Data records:
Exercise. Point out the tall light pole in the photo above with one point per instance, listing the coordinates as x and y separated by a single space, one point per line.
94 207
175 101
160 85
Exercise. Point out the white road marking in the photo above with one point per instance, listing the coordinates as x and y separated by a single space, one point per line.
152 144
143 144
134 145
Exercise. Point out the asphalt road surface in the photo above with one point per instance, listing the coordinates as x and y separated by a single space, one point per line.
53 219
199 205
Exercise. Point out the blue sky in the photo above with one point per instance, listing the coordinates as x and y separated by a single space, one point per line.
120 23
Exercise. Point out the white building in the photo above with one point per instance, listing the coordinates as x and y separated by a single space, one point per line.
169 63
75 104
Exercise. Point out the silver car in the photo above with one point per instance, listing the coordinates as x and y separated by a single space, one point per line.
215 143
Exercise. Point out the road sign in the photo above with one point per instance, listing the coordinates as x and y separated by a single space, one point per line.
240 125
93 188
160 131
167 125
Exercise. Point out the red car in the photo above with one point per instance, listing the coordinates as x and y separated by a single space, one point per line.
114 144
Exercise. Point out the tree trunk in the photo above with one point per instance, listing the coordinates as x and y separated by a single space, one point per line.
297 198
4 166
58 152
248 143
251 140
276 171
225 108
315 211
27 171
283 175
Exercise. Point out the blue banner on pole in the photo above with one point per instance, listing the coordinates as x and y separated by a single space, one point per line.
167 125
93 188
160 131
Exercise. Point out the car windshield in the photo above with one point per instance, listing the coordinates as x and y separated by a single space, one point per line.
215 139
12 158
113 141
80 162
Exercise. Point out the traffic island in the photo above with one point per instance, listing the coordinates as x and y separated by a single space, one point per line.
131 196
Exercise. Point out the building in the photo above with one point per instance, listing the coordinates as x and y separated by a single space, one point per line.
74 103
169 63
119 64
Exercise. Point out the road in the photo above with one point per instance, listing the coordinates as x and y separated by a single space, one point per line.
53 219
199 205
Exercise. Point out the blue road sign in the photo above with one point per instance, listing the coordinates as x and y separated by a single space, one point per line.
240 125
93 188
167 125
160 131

• [Your objective] Starting at the line containing "Exercise. Point out the blue road" and ending at the last line of the listing, add 39 to every coordinate in the answers. Write out that whole stretch again, requests included.

• [Exercise response]
Exercise. Point out the blue road sign in the photo above with one point per instance, listing the coordinates as x and y separated by a single space, one point per line.
279 164
132 227
206 164
199 170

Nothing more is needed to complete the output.